▶ Soal Tertulis A: Salin ulang baris-baris catatan di bawah ini tanpa perubahan, mulai dari baris pertama catatan dan berhenti setelah baris yang memuat "Give the mask", baris itu ikut disalin.

Saturday, March 29, 2014

Prinsip Moral Produsen Dan Konsumen Dalam Perekonomian Islam


PENDAHULUAN 
Kata produsen dan konsumen mungkin tidak asing lagi di telinga kita, di mana-mana kita sering mendengar kata-kata tersebut, di pasar, di pertokoan, di warung makan, di kantor ataupun di tempat-tempat umum lainnya, bahkan di kampus kita terutama para mahasiswa jurusan syari’ah Muamalah kedua kata tersebut menjadi santapan wajib setiap hari, lantas ada yang istimewakah kedua kata tersebut sampai-sampai menjadi sesuatu yang sepertinya enak untuk diperbincangkan.
Memang kedua kata tersebut sudah tidak asing lagi bagi kita, tetapi ada suatu permasalahan yang sepertinya perlu diadakan kajian yang lebih mendalam tentang kedua kata tersebut, yaitu apakah kita mengetahui hakekat dari kedua kata tersebut jika dikorelasikan dengan sistem yang di terapkan oleh ekonomi Islam.
Kebanyakan dari kita hanya kenal istilahnya saja, padahal ada beberapa aturan dan kaidah-kaidah normatik yang perlu diperhatikan jika kita memang merasa menjadi salah satu ataupun menjadi keduanya, tentunya dilihat dari kacamata syari’ah Islam.

▶ Soal Tertulis B: Sambung teks tentang prinsip moral produsen dan konsumen dalam ekonomi Islam di atas, dimulai sesudah kalimat terakhirnya.

▶ Daftar Catatan:
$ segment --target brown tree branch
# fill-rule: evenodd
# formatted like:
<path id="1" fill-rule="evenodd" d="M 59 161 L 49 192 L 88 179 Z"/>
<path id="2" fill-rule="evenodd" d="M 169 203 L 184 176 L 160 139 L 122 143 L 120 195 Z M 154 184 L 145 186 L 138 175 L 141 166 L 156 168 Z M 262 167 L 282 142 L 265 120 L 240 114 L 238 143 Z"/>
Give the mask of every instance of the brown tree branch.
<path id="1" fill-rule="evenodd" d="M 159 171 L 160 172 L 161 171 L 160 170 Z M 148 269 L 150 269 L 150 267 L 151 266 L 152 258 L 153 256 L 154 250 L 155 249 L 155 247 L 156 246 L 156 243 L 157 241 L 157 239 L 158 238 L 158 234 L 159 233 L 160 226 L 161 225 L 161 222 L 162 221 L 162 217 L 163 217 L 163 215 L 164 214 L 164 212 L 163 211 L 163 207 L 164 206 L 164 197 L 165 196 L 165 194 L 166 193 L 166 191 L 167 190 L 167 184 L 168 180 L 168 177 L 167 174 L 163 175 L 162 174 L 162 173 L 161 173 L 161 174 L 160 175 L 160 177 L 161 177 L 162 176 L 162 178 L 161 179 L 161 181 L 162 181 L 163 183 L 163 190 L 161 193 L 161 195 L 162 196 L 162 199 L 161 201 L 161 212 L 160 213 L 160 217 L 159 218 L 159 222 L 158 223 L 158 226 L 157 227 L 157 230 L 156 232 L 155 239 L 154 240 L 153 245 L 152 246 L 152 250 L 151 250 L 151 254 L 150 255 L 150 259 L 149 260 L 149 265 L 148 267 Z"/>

▶ Jawaban Latihan A:
$ segment --target brown tree branch
# fill-rule: evenodd
# formatted like:
<path id="1" fill-rule="evenodd" d="M 59 161 L 49 192 L 88 179 Z"/>
<path id="2" fill-rule="evenodd" d="M 169 203 L 184 176 L 160 139 L 122 143 L 120 195 Z M 154 184 L 145 186 L 138 175 L 141 166 L 156 168 Z M 262 167 L 282 142 L 265 120 L 240 114 L 238 143 Z"/>
Give the mask of every instance of the brown tree branch.

▶ Jawaban Latihan B:
Oleh karenanya, kami selaku penulis akan sedikit menjelaskan mengenai kedua kata tersebut dalam sebuah makalah yang berjudul “Prinsip Moral Produsen Dan Konsumen Dalam Perekonomian Islam 
PEMBAHASAN
A.     PRINSIP-PRINSIP MORAL PRODUSEN
1.      Definisi Produksi dan Produsen
Dalam istilah ekonomi, produksi merupakan suatu proses (siklus) kegiatan–kegiatan ekonomi untuk meghasilkan barang atau jasa tertentu dengan memanfaatkan faktor-faktor produksi, dalam sistem ekonomi Islam definisi produksi tidak jauh berbeda dengan apa yang disebutkan di atas. Akan tetapi, dalam sistem ini ada beberapa nilai yang membuat sistem produksi sedikit berbeda, dimana barang yang ingin diproduksi dan proses produksi serta proses distribusi harus sesuai dengan nilai-nilai syari’ah.[1]
Sedangkan definisi produsen menurut hemat penulis adalah seorang atau sekelompok orang yang melakukan kegiatan produksi, baik produksi barang ataupun produksi jasa dan produksi tersebut didistribusikan.
2.      Faktor Produksi
Faktor-faktor produksi adalah sesuatu yang dapat mempengaruhi terciptanya atau terlaksananya dan berjalan kegiatan produksi. Jadi, apabila sesuatu atau sebagian dari sesuatu itu tidak ada maka produksi itu tidak dapat terlaksana atau berjalan dengan sempurna.[2]
Menurut kebanyakan ekonom, faktor-faktor produksi ada empat macam, yaitu :
a.       Modal (Capital)
Dalam pandangan ekonom, modal adalah bagian dari harta kekayaan yang digunakan untuk menghasilkan barang dan jasa, seperti mesin, alat produksi, equipment (peralatan), gedung dan lain sebagainya, modal mempunyai kontribusi yang cukup berartibagi terciptanya barang dan jasa, sebagai konsekuensinya, modal berhak mendapatkan konpensasi atas jasa yang telah diberikan. Dalam sistem kapitalis, modal berhak mendapatkan bunga sebagai konpensasi pinjaman (Return Of Loans)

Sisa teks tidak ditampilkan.